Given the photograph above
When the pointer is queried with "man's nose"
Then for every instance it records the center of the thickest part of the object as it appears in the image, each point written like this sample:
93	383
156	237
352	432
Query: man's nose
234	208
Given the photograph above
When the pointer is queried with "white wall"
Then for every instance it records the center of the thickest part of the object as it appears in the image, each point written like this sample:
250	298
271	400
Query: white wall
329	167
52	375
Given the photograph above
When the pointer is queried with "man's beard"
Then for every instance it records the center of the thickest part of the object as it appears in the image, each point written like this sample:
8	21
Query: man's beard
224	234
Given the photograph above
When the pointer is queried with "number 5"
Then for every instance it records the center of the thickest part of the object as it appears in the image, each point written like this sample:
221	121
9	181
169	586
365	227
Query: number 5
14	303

==========

▶ [Exercise requirements] In the data above, find each line that uses the string "queried". Copy it.

▶ [Written reply]
When the pointer is queried with "man's nose"
When the pointer is queried with "white wall"
When the pointer is queried with "man's beard"
When the pointer is queried with "number 5"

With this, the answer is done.